- _Problem details_: Copy out all of the data below word for word, leaving out the pictures.

--------------------

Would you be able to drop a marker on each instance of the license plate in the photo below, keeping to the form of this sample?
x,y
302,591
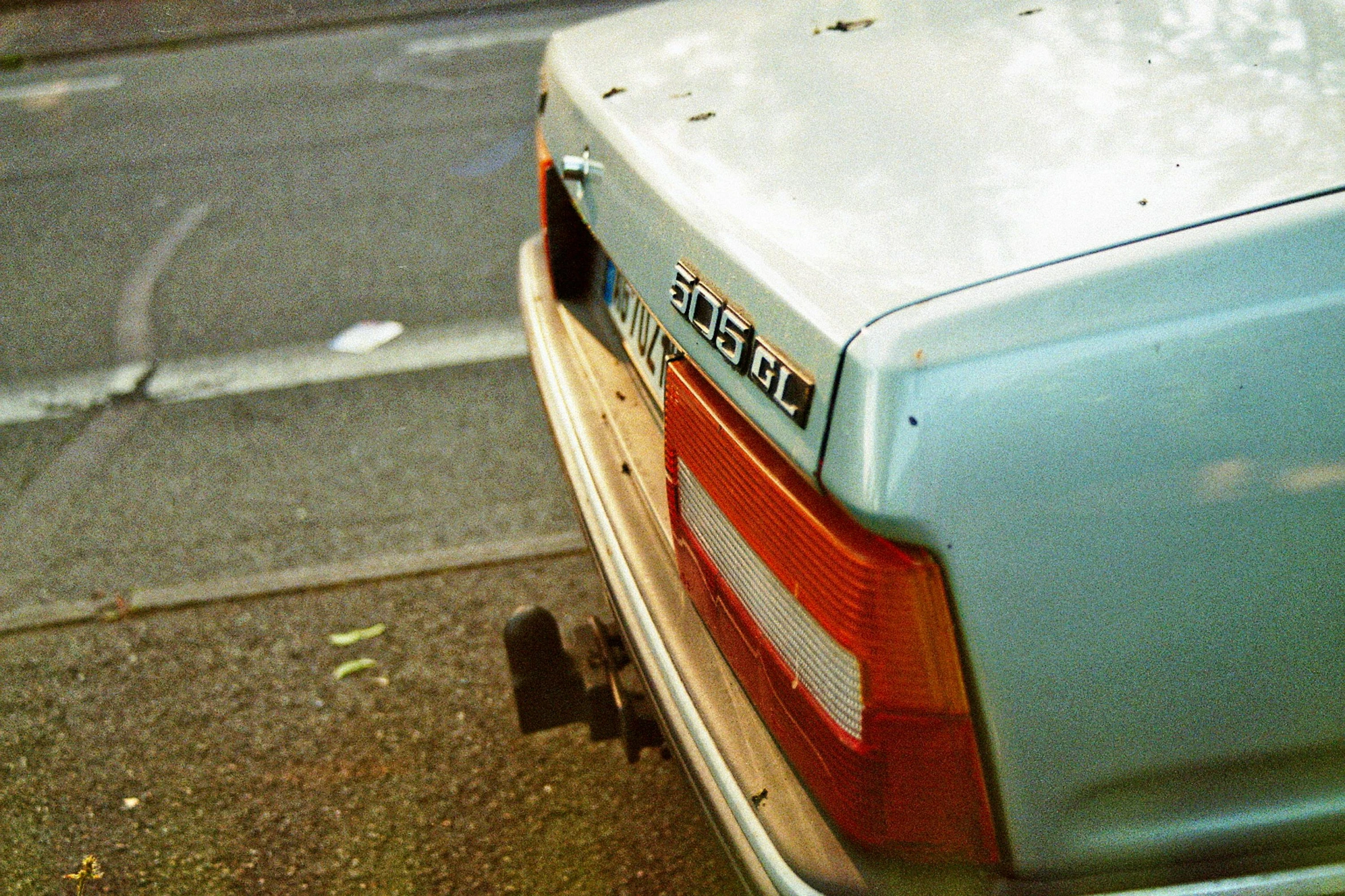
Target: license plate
x,y
648,344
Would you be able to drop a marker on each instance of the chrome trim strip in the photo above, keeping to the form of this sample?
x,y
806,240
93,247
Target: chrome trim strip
x,y
626,593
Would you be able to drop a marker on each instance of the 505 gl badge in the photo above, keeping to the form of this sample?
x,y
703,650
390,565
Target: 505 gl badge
x,y
732,335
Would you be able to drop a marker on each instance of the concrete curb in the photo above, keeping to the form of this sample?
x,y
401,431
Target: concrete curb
x,y
277,582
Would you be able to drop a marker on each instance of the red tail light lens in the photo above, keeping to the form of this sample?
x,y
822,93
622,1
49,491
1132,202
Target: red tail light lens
x,y
572,254
543,166
842,640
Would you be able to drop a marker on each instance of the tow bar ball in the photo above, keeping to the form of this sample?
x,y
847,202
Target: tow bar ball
x,y
553,687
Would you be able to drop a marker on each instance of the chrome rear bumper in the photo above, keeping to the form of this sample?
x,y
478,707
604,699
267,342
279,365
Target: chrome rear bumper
x,y
612,449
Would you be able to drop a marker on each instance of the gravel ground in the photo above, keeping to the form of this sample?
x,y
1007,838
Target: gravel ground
x,y
256,771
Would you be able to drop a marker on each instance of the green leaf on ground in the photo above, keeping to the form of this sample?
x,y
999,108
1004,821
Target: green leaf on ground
x,y
346,639
351,667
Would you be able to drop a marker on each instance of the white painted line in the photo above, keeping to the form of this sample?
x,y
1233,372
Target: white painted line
x,y
276,582
420,349
57,89
68,395
417,349
465,42
132,333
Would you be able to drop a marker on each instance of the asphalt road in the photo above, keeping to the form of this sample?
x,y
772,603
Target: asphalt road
x,y
183,233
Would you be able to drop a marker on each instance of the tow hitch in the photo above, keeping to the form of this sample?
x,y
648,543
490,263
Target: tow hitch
x,y
553,687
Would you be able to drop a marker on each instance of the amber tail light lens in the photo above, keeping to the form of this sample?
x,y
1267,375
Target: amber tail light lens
x,y
844,640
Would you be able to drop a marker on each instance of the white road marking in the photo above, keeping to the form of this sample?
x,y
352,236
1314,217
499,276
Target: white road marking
x,y
68,395
132,335
269,370
201,378
57,89
276,582
465,42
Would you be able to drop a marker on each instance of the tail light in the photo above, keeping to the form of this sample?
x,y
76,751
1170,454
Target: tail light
x,y
570,250
842,640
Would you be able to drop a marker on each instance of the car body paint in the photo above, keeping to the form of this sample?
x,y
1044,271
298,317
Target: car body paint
x,y
1133,469
1060,206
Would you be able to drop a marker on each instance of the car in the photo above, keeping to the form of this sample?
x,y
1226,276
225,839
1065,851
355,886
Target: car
x,y
953,397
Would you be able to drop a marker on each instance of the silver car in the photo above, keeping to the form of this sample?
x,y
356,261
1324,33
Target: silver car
x,y
953,394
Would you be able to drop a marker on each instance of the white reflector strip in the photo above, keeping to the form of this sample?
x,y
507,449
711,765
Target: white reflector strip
x,y
823,667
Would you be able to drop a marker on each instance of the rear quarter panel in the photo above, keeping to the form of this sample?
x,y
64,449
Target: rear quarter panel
x,y
1133,468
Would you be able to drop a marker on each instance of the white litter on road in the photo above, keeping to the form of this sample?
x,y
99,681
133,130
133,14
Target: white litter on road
x,y
57,89
265,370
365,336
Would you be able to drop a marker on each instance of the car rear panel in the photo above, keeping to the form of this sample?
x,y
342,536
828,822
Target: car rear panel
x,y
823,176
1148,586
1133,468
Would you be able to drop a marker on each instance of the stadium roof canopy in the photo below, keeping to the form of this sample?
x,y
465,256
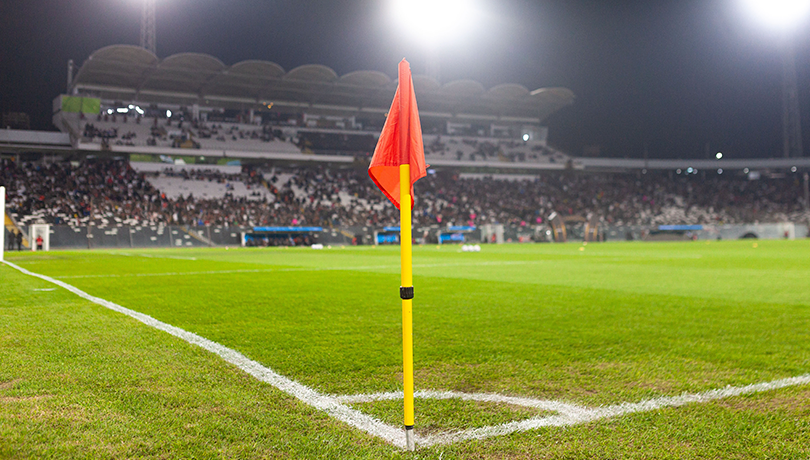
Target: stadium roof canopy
x,y
126,72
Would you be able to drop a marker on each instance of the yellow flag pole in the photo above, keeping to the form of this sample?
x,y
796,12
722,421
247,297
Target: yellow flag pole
x,y
406,293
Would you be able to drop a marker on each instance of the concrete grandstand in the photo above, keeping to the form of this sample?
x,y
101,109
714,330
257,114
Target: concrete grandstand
x,y
188,151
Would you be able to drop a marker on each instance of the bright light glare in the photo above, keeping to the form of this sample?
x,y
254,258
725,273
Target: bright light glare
x,y
778,14
435,22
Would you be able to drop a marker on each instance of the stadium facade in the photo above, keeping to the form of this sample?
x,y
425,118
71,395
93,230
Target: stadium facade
x,y
189,119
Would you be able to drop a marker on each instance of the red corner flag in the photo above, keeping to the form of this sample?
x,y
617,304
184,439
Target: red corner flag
x,y
400,141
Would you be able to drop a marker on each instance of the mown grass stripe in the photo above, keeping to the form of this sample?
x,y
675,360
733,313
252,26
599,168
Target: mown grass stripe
x,y
325,403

--------------------

- _Written reply_:
Would you be able to drop a marker on each instance of the license plate in the photo below, keeping to the form of this sample?
x,y
302,591
Target: license plate
x,y
648,344
Would you be able to drop a marker on each instance of the chrome trim strip in the photo above, keeping to the form of this sample?
x,y
806,240
93,247
Target: chrome trim strip
x,y
626,593
Would you be able to drop a marker on each instance of the 505 gl badge in the photo above, keeping to the form of this sample?
x,y
703,650
390,565
Target: 505 gl badge
x,y
732,335
Would you be able to drop a marker on each instance of the concrete curb in the photo above, keeping to the form of this sample?
x,y
401,431
Target: concrete curb
x,y
277,582
Would you be able to drop a marker on each instance of the red tail light lens in the photo above, keeping to the form of this sample?
x,y
822,93
622,1
49,491
1132,202
Target: red tail light lens
x,y
572,254
543,166
842,640
Would you be able to drop a marker on each instance of the tow bar ball in the photo above, keeping to the form of this sample?
x,y
847,202
Target: tow bar ball
x,y
553,687
Would you be able to drop a marker on each instance of the chrome rear bumper in the photo above, keeping to the form of this sample?
x,y
478,707
604,699
267,342
279,365
Target: chrome rear bumper
x,y
612,449
Would you be able to drop a marker on each instance of the gravel ground in the photo above, keeping to the form of this sample?
x,y
1007,838
Target: gravel ground
x,y
256,771
Would you be able to drop a marker on each instance of the green leaf on ground in the photo above, keeping to the form of this sample?
x,y
999,108
1004,821
Target: green leaf on ground
x,y
346,639
351,667
Would you be able to drop a marker on each instance of the white painted line in the photo above, keeping to the form of this sample?
x,y
1233,372
Target: white painted line
x,y
276,582
420,349
57,89
68,395
417,349
465,42
132,333
Would you be able to drop a marker on each instance of the asphalt road in the photo above, keeping to the form of this sample?
x,y
772,603
Target: asphalt road
x,y
183,233
Would you be able to drop a marker on each instance of the tow hitch in the photo above, keeping to the form of this sample?
x,y
648,543
490,263
Target: tow hitch
x,y
553,687
Would you be able to drop a marker on each instance of the amber tail light lens in the photo above, keeping to the form of this sample?
x,y
1267,375
Target: amber tail light lens
x,y
844,640
Would you be able to drop a marker on each instance of the white road marking in the photo above, keeping to the form of this sample?
x,y
352,236
1314,217
499,276
Target: white road marking
x,y
68,395
132,335
269,370
201,378
57,89
276,582
465,42
Would you be able to drop a marker on each instance of the tail light in the photo above, keeping to the form of this sample?
x,y
76,751
1170,454
Target: tail light
x,y
570,250
842,640
Would you be able to drop a marker on each instance of the car body paint in the photo above, keeping to the form of this sample?
x,y
1044,271
298,317
Target: car body paint
x,y
1133,469
1060,206
Would you be able to drop a marker on each instance of the car in the photo above, keeping to the form of this sample?
x,y
1226,276
225,839
1065,851
355,886
Target: car
x,y
953,397
Would you be able to drop a marker on each instance of the silver car in the photo above, keeping to the form of this sample?
x,y
356,261
1324,33
Target: silver car
x,y
953,394
Would you be able to drop a marker on each instance of the white reflector strip in the photo above, keeping to the form of this sample?
x,y
507,449
711,765
Target: white reflector strip
x,y
823,667
Would you be able to drop a marker on each instance of the rear quarter panel in the photo above, keeping to the form of this sample?
x,y
64,449
Target: rear quarter panel
x,y
1133,468
Would you be able to drop a marker on each instance of the white litter on road in the photo above, keeping to the form of this sample?
x,y
99,681
133,130
133,14
Target: white litter on road
x,y
57,89
265,370
365,336
Would you be able to drop a marker on each instance of the car rear panel in the photo above, keeping to the form of this sample?
x,y
342,536
828,822
Target: car rear panel
x,y
823,176
1148,586
1133,468
Would you be able to drop a marker on each instance of the stadium roof canopy in the photo below, keeping to the form of this sample?
x,y
465,256
Target: stadium roof canopy
x,y
126,72
Would you be able to drop a marker on each instance of the yellow flag pole in the photo above, keeping to the form of this sample?
x,y
796,12
722,421
247,297
Target: yellow flag pole
x,y
406,293
Would you be able to drop a marker on each instance of the concrete grandstand in the photo above, keeping to the form of this sample?
x,y
101,109
714,330
257,114
Target: concrete grandstand
x,y
188,151
Would you be able to drop a marker on each instance of the bright light glare in the photo above, keeping to the form of this sample?
x,y
254,258
725,273
Target: bright light glare
x,y
778,14
435,22
Would you be able to drop a marker on each instance of the stadium facade in the photo above, keeping to the form of this sample?
x,y
425,118
71,395
93,230
Target: stadium facade
x,y
189,119
Would you be able to drop a marker on each instance of the red corner flag in the photo above, keeping to the form of this sample?
x,y
617,304
184,439
Target: red corner flag
x,y
400,141
Would you be able to drop a marker on each instance of the mown grass stripe in the photo above, keeping to the form of this sample?
x,y
675,360
733,313
252,26
599,168
Target: mown grass stripe
x,y
325,403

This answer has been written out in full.